#### DOCUMENT SEGMENT:
[Start of section]

HTML parsing edge cases
Real world emails are messy. Forwarded messages have headers embedded in the body. Signatures are noisy. HTML gets mangled by corporate gateways. Your parser has to handle all of it. Budget for a long tail of edge case fixes.
Async UX friction
Users expect instant feedback. Email is instant in 2026 (sub second delivery) but the perceived expectation is "app like". If your reply takes 60 seconds, the user wonders if it worked. Solution: send an immediate acknowledgment email ("got it, working on it") and a follow up reply when the action completes.
Settings UX
"How do I change my preferences?" is the hardest question for an email only product. Options: dedicated settings email address with a command grammar, natural language "change my reminder time to 7am", or a small Stripe style portal for settings only. Pick one and document it aggressively.
Support
When something goes wrong, users have nowhere to click. Make sure every reply includes a "reply HELP for support" line. Staff a human fallback for the first year. Budget for it.
Dashboard temptation
Investors will ask for a dashboard. Power users will ask for a dashboard. The PM in you will want a dashboard. Resist. The moment you ship a dashboard, you dilute the core thesis and pay the cost of building and maintaining a second surface area. Ship the dashboard only if the data strongly suggests you need it, and only as a read only view.
Part 10: A 30 day build plan
Days 1 to 5: infrastructure
- Register the domain. Set up SPF, DKIM, DMARC.

[End of section]

#### INFORMATION SUPPLIED:
[Start of section]

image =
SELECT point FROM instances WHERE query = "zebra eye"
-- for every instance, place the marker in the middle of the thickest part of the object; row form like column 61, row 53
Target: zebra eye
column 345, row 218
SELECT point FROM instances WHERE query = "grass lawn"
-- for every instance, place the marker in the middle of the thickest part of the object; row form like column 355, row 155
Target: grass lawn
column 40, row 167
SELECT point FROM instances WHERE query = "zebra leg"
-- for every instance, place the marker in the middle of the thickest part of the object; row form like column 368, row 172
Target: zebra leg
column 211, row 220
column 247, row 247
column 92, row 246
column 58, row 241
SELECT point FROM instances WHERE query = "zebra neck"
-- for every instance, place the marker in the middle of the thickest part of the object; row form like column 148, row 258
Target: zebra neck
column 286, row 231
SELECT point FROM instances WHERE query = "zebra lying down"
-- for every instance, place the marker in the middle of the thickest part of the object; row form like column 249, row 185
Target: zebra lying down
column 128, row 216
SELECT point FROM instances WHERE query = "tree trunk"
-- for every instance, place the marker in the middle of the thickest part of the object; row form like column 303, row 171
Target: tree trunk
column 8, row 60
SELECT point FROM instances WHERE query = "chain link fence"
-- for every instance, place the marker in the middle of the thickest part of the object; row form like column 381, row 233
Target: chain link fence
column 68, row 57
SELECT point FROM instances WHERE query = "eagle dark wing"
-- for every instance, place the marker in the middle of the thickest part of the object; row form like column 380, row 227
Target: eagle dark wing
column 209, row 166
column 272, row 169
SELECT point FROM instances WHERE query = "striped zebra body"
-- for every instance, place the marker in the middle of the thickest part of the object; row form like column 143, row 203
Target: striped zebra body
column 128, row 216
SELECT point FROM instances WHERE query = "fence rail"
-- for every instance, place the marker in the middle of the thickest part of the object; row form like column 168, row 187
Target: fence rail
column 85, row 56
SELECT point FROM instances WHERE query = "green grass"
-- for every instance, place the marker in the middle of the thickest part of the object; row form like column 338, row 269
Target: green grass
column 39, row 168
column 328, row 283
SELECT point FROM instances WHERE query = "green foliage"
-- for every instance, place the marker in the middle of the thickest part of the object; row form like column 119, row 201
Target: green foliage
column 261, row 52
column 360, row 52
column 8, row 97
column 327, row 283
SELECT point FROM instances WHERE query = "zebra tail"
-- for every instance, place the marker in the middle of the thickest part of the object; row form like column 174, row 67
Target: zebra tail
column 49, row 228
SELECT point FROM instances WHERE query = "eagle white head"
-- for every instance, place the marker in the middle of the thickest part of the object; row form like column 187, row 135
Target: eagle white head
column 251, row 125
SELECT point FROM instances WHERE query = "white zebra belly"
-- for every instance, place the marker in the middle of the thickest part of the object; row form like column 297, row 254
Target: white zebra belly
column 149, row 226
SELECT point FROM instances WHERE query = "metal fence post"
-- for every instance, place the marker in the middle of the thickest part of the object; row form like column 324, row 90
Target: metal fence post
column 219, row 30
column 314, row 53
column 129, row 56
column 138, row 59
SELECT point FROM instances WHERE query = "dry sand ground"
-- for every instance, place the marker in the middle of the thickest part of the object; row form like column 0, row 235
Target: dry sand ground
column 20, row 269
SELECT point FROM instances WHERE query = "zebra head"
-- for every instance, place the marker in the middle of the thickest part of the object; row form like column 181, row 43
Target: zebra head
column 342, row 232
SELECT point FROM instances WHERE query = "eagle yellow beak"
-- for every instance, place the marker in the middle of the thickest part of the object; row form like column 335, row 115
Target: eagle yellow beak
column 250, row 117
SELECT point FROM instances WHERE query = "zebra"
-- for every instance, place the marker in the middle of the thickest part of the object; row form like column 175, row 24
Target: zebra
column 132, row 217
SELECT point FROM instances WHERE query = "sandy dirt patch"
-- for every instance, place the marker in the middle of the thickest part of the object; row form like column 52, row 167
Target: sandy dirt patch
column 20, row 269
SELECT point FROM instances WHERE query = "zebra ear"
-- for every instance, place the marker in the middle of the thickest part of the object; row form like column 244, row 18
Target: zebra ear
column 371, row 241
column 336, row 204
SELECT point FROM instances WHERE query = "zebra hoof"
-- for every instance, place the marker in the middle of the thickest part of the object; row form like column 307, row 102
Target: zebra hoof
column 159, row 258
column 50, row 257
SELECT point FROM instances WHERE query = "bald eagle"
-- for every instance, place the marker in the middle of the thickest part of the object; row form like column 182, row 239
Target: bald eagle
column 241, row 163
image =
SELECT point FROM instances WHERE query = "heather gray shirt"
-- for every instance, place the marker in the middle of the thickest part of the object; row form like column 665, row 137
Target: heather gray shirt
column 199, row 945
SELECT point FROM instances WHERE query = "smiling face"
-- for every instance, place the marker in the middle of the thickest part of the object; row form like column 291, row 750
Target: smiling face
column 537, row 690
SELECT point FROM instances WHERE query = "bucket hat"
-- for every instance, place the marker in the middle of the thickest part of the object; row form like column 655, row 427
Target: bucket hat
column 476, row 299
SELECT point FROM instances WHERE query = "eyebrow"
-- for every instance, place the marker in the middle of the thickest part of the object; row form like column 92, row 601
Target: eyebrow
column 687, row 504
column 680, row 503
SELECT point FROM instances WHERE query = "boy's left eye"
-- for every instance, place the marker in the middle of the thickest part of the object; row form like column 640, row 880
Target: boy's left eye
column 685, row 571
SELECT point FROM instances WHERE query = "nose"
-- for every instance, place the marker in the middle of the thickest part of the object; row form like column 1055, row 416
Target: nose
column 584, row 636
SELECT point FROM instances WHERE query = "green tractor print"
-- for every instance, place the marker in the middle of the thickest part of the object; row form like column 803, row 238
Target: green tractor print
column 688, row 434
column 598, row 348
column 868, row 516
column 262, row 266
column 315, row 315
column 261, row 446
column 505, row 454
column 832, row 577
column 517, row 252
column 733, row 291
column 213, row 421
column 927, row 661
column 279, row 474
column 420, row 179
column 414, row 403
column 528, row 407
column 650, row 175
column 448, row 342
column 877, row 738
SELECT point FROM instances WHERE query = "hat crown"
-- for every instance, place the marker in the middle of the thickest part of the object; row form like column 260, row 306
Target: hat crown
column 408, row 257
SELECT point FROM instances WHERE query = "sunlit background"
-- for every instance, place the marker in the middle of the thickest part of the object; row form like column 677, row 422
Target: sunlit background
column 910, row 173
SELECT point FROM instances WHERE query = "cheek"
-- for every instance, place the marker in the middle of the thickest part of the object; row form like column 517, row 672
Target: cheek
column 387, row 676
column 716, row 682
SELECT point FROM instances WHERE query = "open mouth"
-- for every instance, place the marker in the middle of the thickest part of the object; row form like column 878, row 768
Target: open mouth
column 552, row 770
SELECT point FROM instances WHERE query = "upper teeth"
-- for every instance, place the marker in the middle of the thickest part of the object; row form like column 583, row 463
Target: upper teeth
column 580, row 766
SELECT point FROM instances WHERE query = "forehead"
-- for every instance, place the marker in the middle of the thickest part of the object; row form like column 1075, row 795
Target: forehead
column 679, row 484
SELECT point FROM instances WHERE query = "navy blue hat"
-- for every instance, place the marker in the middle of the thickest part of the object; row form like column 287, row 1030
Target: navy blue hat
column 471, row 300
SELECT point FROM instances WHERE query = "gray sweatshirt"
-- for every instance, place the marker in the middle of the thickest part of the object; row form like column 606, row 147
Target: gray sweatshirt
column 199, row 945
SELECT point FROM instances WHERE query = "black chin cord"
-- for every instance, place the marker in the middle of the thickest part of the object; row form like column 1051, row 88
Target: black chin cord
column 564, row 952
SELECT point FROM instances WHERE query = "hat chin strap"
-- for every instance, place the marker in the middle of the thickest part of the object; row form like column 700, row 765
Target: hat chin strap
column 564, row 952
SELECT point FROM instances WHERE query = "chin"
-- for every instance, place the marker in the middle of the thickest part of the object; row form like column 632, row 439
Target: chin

[End of section]

#### ACTIVITIES:
1. Answer these from the email product guide:
(a) For how long does it say to staff a human fallback for support?
(b) Which three records does it say to set up after registering the domain?
(c) What will investors ask for?
2. Using the email product guide, explain why it says to resist building a dashboard.
3. In the email product guide, rewrite the passage between "Async UX friction" and "Budget for it.", inclusive, with "acknowledgment" changed to "confirmation".

#### ANSWERS GIVEN:
1.
(a) For the first year.
(b) SPF, DKIM, and DMARC.
(c) A dashboard.

2. Shipping a dashboard dilutes the core thesis. It also means paying the cost of building and maintaining a second surface area.

3.
Async UX friction
Users expect instant feedback. Email is instant in 2026 (sub second delivery) but the perceived expectation is "app like". If your reply takes 60 seconds, the user wonders if it worked. Solution: send an immediate confirmation email ("got it, working on it") and a follow up reply when the action completes.
Settings UX
"How do I change my preferences?" is the hardest question for an email only product. Options: dedicated settings email address with a command grammar, natural language "change my reminder time to 7am", or a small Stripe style portal for settings only. Pick one and document it aggressively.
Support
When something goes wrong, users have nowhere to click. Make sure every reply includes a "reply HELP for support" line. Staff a human fallback for the first year. Budget for it.